• EXTRACT:

========================================================================

Verify that the average walker population is consistent with
the requested value provided in the input.}
\item{In DMC, perform a timestep study to either 1) obtain
extrapolated results, or 2) obtain a timestep for future
production where an energy difference shows convergence
(\emph{e.g.} a band gap or defect formation energy). For
pseudopotential systems, converged timesteps for many systems
are in the range $0.002-0.01$ Ha$^{-1}$, but the actual converged
timestep must be explicitly checked.}
\item{In periodic systems, converge the total energy with respect to
the size of the twist/k-point grid. Results for smaller systems
can easily be transferred to larger ones (\emph{e.g.} a 2x2x2 twist
grid in a 2x2x2 tiled cell is equivalent to a 1x1x1 twist grid in a
4x4x4 tiled cell)}.
\item{In periodic systems, perform finite size extrapolation
including two body corrections (needed for cohesive energy/phase
stability studies) unless it can be shown that finite size effects
cancel for the energy difference in question (\emph{e.g.} some
defect formation energies).}
\end{enumerate}
\section{Using the qfit tool for statistical timestep extrapolation and curve fitting}
\label{sec:qfit}
The \texttt{qfit} tool is used to provide statistical estimates of
curve fitting parameters based on QMCPACK data. While \texttt{qfit}
will eventually support many types of fitted curves (\emph{e.g.} Morse
potential binding curves, various equation of state fitting curves, etc.),
it is currently limited to estimating fitting parameters related to
timestep extrapolation.

========================================================================

• PROVIDED RECORDS:

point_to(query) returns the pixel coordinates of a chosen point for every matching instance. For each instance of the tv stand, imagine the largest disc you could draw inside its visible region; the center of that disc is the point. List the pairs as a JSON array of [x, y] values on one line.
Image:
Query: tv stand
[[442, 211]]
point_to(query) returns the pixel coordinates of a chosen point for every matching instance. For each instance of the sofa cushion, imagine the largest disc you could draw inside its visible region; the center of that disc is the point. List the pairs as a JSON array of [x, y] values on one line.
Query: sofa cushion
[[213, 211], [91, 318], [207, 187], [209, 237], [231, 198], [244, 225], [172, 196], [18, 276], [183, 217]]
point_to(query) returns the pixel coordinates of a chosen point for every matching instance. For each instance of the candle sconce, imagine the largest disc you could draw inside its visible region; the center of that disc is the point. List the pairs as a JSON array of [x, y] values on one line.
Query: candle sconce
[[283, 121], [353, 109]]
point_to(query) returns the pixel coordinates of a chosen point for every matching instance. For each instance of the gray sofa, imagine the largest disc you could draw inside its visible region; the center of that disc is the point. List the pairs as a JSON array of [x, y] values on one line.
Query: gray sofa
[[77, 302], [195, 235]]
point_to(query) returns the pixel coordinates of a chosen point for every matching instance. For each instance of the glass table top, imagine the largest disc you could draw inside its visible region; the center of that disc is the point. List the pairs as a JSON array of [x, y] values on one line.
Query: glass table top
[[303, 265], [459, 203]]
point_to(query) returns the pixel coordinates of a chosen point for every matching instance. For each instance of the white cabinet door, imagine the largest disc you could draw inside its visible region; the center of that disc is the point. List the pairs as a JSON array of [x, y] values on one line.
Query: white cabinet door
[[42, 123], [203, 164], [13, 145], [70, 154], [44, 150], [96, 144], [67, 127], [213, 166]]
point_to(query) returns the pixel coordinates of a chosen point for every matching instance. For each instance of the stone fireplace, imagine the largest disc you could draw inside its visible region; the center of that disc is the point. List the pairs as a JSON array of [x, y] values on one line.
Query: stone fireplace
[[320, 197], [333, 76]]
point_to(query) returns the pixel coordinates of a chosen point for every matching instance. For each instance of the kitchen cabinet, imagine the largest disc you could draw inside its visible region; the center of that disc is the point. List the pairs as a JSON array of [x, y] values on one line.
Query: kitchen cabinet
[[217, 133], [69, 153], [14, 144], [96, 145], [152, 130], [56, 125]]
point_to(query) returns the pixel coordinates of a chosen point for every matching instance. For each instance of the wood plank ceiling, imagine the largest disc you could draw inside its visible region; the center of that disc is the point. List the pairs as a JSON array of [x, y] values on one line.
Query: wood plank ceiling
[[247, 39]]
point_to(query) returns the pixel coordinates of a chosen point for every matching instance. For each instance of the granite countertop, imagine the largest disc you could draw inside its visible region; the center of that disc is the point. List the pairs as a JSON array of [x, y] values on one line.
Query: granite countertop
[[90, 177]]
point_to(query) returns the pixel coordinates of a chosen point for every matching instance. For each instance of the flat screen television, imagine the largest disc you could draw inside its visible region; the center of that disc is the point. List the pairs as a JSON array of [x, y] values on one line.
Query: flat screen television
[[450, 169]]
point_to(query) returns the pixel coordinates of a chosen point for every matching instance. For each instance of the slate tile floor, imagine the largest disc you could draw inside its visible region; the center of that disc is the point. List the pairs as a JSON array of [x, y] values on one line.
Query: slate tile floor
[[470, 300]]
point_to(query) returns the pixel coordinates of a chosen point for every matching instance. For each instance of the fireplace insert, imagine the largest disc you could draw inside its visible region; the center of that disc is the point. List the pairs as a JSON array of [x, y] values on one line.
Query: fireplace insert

========================================================================

• TASK REQUIREMENTS:
1. Answer these from the excerpt on QMC practice and the qfit tool, one line each:
(a) What range of converged timesteps is given for many pseudopotential systems?
(b) What is a 2x2x2 twist grid in a 2x2x2 tiled cell equivalent to?
(c) What kind of fitting parameters is qfit currently limited to estimating?
2. Reproduce the records from the line with "of the glass" up to and including the line with "130], [56, 125]]".

• TASK-BY-TASK ANSWERS:
1.
(a) 0.002–0.01 Ha⁻¹
(b) A 1x1x1 twist grid in a 4x4x4 tiled cell
(c) Fitting parameters related to timestep extrapolation

2.
point_to(query) returns the pixel coordinates of a chosen point for every matching instance. For each instance of the glass table top, imagine the largest disc you could draw inside its visible region; the center of that disc is the point. List the pairs as a JSON array of [x, y] values on one line.
Query: glass table top
[[303, 265], [459, 203]]
point_to(query) returns the pixel coordinates of a chosen point for every matching instance. For each instance of the white cabinet door, imagine the largest disc you could draw inside its visible region; the center of that disc is the point. List the pairs as a JSON array of [x, y] values on one line.
Query: white cabinet door
[[42, 123], [203, 164], [13, 145], [70, 154], [44, 150], [96, 144], [67, 127], [213, 166]]
point_to(query) returns the pixel coordinates of a chosen point for every matching instance. For each instance of the stone fireplace, imagine the largest disc you could draw inside its visible region; the center of that disc is the point. List the pairs as a JSON array of [x, y] values on one line.
Query: stone fireplace
[[320, 197], [333, 76]]
point_to(query) returns the pixel coordinates of a chosen point for every matching instance. For each instance of the kitchen cabinet, imagine the largest disc you could draw inside its visible region; the center of that disc is the point. List the pairs as a JSON array of [x, y] values on one line.
Query: kitchen cabinet
[[217, 133], [69, 153], [14, 144], [96, 145], [152, 130], [56, 125]]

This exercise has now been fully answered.